Profesör Fikret Adaman: Siz hiç "İmar affı çıkartmayacağım, yanlış yapanı da cezalandıracağım" diyen siyasetçi duydunuz mu?

Independent Türkçe, olası Marmara depreminin İstanbul ve çevre kentleri nasıl etkileyeceğini irdeliyor, depremin ekonomiye etkisi ile kamusal alan ilişkisini de ele alıyor. "Oldu&Olacak" söyleşi serisinin bugünkü konuğu ekonomi profesörü Fikret Adaman

Fotoğraf: Canva

Dünyadaki deprem deneyimlerine bakıldığında afet düzenlemelerini insan hayatını öne koyarak yapan ülkelerin birkaç adım önde olduğu görülüyor.

Hem can kayıpları azalıyor hem afet sonrası hayat yeniden, çok daha rahat ve sistemli bir şekilde inşa edilebiliyor, hatta kimi zaman "inşa"ya bile gerek bıraktırmadan... 

Hak temelli hareket edildiğinde ortaya çıkan manzara değişebiliyor.

Deprem insanların hayatını tehdit ettiği kadar ülkelerin de ekonomik geleceğini de risk altına sokabiliyor. 

1999 Gölcük Depremi sonrası ortaya çıkan tablo bunun canlı örneği.

Görevleriniz:
1. Deprem ve ekonomi metnine göre şu soruları cevaplayın:
(a) Söyleşi serisinin adı nedir?
(b) Serinin bugünkü konuğu kimdir ve hangi alanda profesördür?
(c) Hangi depremin sonrasındaki tablo canlı örnek olarak gösteriliyor?
2. Deprem ve ekonomi metnini son cümlesinden sonra devam ettirerek yazın.
Satırlar başka bir kaynaktan alınmıştır.

Veri kümesi satırları:
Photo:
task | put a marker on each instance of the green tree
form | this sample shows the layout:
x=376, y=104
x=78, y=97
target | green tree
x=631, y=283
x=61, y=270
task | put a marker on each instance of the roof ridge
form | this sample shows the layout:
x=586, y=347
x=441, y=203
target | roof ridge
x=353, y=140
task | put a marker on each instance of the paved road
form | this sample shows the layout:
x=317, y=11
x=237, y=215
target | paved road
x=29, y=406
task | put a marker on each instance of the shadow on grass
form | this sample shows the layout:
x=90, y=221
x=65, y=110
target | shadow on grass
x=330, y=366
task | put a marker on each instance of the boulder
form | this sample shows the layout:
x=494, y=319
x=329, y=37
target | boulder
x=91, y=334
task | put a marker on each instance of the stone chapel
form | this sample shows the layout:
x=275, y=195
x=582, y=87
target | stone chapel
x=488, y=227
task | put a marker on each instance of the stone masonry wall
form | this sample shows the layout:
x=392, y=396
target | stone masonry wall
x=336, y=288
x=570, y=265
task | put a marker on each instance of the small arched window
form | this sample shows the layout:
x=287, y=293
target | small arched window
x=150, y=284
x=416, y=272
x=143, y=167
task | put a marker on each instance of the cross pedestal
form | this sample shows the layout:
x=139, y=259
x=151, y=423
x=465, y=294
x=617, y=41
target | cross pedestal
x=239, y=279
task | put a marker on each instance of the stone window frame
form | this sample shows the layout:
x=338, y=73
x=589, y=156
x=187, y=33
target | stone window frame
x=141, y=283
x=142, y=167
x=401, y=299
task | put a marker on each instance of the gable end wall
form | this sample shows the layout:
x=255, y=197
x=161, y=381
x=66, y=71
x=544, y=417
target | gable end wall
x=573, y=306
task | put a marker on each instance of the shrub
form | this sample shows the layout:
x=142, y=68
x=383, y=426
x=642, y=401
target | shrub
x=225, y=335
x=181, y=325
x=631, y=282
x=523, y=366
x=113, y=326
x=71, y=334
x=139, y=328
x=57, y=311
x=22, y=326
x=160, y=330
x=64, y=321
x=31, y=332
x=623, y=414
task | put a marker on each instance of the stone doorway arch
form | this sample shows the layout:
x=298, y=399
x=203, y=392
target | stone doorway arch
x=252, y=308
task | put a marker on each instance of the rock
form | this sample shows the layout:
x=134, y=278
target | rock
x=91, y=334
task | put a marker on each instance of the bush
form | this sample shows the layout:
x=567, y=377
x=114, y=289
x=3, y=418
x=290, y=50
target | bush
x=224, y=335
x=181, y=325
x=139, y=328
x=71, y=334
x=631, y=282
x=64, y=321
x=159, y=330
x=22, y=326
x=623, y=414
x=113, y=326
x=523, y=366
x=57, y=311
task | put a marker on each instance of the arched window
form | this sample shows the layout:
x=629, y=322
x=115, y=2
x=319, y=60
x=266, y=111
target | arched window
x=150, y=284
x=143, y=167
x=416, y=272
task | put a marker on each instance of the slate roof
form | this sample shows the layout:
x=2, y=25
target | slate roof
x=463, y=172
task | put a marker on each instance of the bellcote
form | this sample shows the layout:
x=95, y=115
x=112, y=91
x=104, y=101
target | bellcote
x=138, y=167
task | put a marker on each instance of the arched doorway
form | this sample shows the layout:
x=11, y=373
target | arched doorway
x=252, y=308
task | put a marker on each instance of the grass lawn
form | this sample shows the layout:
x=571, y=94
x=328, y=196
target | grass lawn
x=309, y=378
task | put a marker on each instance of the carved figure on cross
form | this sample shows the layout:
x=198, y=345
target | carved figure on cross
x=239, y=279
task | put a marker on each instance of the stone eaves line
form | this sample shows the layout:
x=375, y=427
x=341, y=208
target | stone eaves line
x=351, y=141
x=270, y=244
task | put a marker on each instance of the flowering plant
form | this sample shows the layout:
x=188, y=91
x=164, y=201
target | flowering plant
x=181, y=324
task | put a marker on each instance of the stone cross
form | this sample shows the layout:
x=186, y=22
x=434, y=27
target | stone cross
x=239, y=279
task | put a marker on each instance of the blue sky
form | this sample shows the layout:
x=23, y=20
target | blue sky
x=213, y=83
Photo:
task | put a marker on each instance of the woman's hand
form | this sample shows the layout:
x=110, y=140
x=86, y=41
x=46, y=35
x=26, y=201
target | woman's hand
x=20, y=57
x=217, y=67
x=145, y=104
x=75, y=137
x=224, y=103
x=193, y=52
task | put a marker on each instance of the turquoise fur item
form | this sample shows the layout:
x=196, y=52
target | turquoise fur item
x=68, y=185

Görevlere göre cevaplar:
1.
(a) "Oldu&Olacak"
(b) Fikret Adaman; ekonomi profesörü
(c) 1999 Gölcük Depremi

2.
Marmara, büyük depremi beklerken ele alınması elzem konulardan biri de bu ve kamusal alanın nasıl kullanıldığı üzerine...

1999 depremi baz alındığında, olası bir depremin, namıdiğer küçük kıyametin Türkiye ekonomisine toplamda 25 ila 300 milyar dolar arasında bir zarar verebileceği tahmin ediliyor uzmanlar.

Independent Türkçe, buradan hareketle riskli binaları, imar aflarını, yerel ve merkezi yönetimlerle halk arasındaki ilişkiyi ve yolsuzluk kavramını ele alıyor. 

Boğaziçi Üniversitesi'nde ekonomi alanında çalışmalar yapan Prof. Dr. Fikret Adaman, "Oldu&Olacak"1 söyleşi dizisinin bugünkü konuğu. 

Adaman, siyaset ekonomisi, ekonomik gelişme ve çevre ekonomisi gibi konularda da yetkin, akademi dünyasında tanınmış bir isim.
 

500499.jpeg
Prof. Dr. Fikret Adaman / Fotoğraf: Sabancı Üniversitesi


"Yolsuzluk varsa topluca yapılmış bir yolsuzluk söz konusu"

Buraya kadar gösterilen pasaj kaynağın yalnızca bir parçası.